## Task instructions
Line by line, retype the data exactly as it is given.

/---

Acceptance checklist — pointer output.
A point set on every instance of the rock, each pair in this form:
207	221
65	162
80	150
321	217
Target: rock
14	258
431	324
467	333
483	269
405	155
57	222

\---

## Answer below
Acceptance checklist — pointer output.
A point set on every instance of the rock, each pair in this form:
207	221
65	162
80	150
321	217
Target: rock
14	258
431	324
467	333
483	269
405	155
57	222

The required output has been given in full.